▶ [Passage to read]
— start —

There are multiple ways to estimate \(u\) and \(\lambda\) from the sampled similarity scores. Here we use the method of moments [3]:

\[ \begin{align}\begin{aligned}\lambda = \frac{\pi}{\sqrt{6V}}\\u = \mu - \frac{\gamma}{\lambda}\end{aligned}\end{align} \]

where \(\gamma\) is Euler’s constant and \(\mu\) and \(V\) are the distribution mean and variance of the sampled scores, respectively.

# Use method of moments to estimate distribution parameters
lam = np.pi / np.sqrt(6 * np.var(sample_scores))
u = np.mean(sample_scores) - np.euler_gamma / lam

# Score frequencies for the histogram
freqs = np.bincount(sample_scores) / SAMPLE_SIZE

# Coordinates for the fit
x = np.linspace(0, len(freqs) - 1, 1000)
y = pdf(x, lam, u)

fig, ax = plt.subplots(figsize=(8.0, 4.0))
ax.scatter(
    np.arange(len(freqs)), freqs, color=biotite.colors["dimorange"], label="Sample", s=8
)
ax.plot(x, y, color="gray", linestyle="--", label="Fit")
ax.set_xlabel("Similarity score")
ax.set_ylabel("Probability")
ax.set_xlim(0, len(freqs) - 1)
ax.legend(loc="upper left")
fig.tight_layout()

— end —

▶ [Supplied records]
— start —

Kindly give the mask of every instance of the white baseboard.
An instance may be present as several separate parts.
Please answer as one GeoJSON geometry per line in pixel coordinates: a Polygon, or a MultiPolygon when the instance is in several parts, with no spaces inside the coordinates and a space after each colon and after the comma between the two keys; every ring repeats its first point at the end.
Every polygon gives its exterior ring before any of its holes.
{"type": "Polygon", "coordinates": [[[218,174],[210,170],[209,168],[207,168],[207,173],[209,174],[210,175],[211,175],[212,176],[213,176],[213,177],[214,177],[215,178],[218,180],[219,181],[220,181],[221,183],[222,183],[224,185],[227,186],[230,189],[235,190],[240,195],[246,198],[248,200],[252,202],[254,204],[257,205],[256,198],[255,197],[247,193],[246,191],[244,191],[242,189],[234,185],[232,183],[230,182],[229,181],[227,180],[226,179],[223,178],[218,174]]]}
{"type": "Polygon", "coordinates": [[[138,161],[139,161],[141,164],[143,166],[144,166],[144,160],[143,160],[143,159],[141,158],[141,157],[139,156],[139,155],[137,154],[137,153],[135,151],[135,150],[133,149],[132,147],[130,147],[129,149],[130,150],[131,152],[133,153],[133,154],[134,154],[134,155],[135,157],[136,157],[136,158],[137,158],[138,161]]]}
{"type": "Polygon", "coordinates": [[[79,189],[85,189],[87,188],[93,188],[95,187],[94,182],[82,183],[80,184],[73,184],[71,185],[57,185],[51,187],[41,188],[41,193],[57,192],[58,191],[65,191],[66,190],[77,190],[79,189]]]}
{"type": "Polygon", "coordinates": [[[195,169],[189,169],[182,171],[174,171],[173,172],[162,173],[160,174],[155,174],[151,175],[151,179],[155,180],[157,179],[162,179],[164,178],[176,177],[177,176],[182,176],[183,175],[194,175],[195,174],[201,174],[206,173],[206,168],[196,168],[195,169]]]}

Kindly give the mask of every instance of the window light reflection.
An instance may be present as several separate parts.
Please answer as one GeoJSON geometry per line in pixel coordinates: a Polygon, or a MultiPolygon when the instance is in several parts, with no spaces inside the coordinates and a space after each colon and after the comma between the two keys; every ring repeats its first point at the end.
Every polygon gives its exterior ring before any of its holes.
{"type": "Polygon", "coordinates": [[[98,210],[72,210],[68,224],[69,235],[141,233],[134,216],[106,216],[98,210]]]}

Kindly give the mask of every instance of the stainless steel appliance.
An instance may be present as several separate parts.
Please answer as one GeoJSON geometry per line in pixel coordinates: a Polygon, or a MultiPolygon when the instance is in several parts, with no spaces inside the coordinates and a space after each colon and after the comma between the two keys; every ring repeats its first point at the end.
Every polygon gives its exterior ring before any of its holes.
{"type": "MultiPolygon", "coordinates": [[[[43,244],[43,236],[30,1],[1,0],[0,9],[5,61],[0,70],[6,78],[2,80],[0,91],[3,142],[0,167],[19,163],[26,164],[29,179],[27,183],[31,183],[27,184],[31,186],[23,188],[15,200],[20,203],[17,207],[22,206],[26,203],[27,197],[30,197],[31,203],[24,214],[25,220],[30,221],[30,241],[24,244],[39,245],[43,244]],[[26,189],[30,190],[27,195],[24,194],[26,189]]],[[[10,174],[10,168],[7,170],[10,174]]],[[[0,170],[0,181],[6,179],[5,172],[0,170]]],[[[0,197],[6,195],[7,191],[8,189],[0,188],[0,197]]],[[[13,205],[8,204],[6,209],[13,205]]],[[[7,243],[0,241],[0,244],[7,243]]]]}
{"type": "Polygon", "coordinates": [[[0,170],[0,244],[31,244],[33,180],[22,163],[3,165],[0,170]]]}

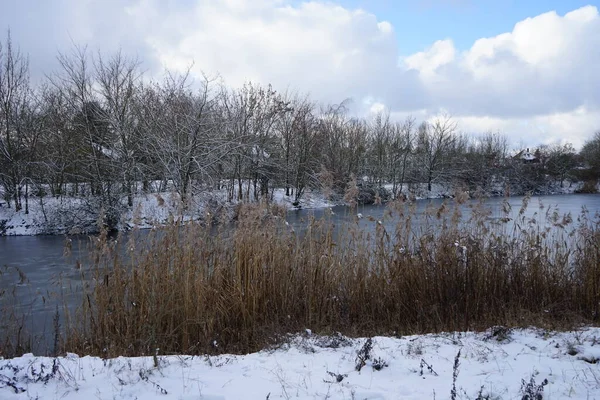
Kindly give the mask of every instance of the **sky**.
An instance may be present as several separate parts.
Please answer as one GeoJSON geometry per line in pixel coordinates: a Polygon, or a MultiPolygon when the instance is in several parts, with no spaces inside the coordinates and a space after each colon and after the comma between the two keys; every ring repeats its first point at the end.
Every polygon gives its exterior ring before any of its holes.
{"type": "MultiPolygon", "coordinates": [[[[148,76],[165,68],[251,80],[351,112],[444,114],[514,148],[600,130],[598,1],[3,0],[0,28],[29,55],[32,81],[58,52],[121,49],[148,76]]],[[[6,34],[3,35],[4,37],[6,34]]]]}

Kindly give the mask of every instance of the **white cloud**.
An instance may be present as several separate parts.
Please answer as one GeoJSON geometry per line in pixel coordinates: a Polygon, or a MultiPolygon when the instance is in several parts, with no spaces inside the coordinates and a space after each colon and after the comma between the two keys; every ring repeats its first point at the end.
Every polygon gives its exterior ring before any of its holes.
{"type": "MultiPolygon", "coordinates": [[[[392,25],[362,10],[317,1],[200,1],[168,15],[160,2],[129,8],[151,26],[147,43],[168,68],[219,72],[233,86],[246,80],[292,86],[319,100],[360,100],[401,90],[392,25]],[[153,11],[154,10],[154,11],[153,11]]],[[[412,74],[408,74],[412,75],[412,74]]]]}
{"type": "Polygon", "coordinates": [[[151,73],[193,62],[194,74],[218,72],[231,86],[253,80],[323,102],[353,98],[364,115],[384,105],[419,120],[446,110],[464,131],[499,130],[531,146],[580,145],[600,129],[596,7],[533,16],[464,51],[440,38],[412,55],[398,53],[393,25],[379,17],[321,0],[56,0],[9,2],[0,26],[30,52],[34,75],[56,68],[56,50],[72,39],[121,47],[151,73]]]}

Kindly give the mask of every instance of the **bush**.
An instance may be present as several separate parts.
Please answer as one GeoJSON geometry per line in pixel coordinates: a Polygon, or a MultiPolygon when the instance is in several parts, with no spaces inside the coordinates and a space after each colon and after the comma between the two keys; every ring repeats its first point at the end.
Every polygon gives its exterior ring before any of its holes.
{"type": "Polygon", "coordinates": [[[175,221],[144,241],[103,232],[82,270],[96,284],[66,318],[63,342],[105,357],[231,353],[306,327],[371,337],[571,327],[600,315],[600,229],[587,214],[574,224],[548,210],[551,231],[522,212],[491,223],[480,205],[462,220],[444,203],[413,228],[414,204],[388,207],[395,228],[374,221],[374,233],[325,218],[297,235],[258,207],[231,229],[175,221]]]}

— end —

▶ [Aim 1] Please write out the method-of-moments passage word for word, starting with "where \(\gamma\) is" and going on through "len(freqs) - 1, 1000)".
▶ [Aim 2] Resume the method-of-moments passage from the point where it stops.

▶ [Right answer 1]
where \(\gamma\) is Euler’s constant and \(\mu\) and \(V\) are the distribution mean and variance of the sampled scores, respectively.

# Use method of moments to estimate distribution parameters
lam = np.pi / np.sqrt(6 * np.var(sample_scores))
u = np.mean(sample_scores) - np.euler_gamma / lam

# Score frequencies for the histogram
freqs = np.bincount(sample_scores) / SAMPLE_SIZE

# Coordinates for the fit
x = np.linspace(0, len(freqs) - 1, 1000)

▶ [Right answer 2]
local alignment statistics

Generalization to arbitrary sequence lengths#

This estimation would allow the calculation of the E-value for sequences with the employed lengths. However, for a query sequence of any other length you would need to conduct this time-costly calculation again.

Hence, let us check if the equation

\[u = \frac{\ln Kmn}{\lambda}\]

also holds for gapped alignments. If this is the case, we would expect a linear relation between \(u\) and \(\ln mn\), since

\[u = \ln K / \lambda + \frac{1}{\lambda} \ln mn\]
LENGTH_RANGE = (10, 2000)
LENGTH_SAMPLE_SIZE = 20
SAMPLE_SIZE_PER_LENGTH = 1000

# The sequence lengths to be sampled
length_samples = np.logspace(*np.log10(LENGTH_RANGE), LENGTH_SAMPLE_SIZE).astype(int)
u_series = np.zeros(LENGTH_SAMPLE_SIZE)
lam_series = np.zeros(LENGTH_SAMPLE_SIZE)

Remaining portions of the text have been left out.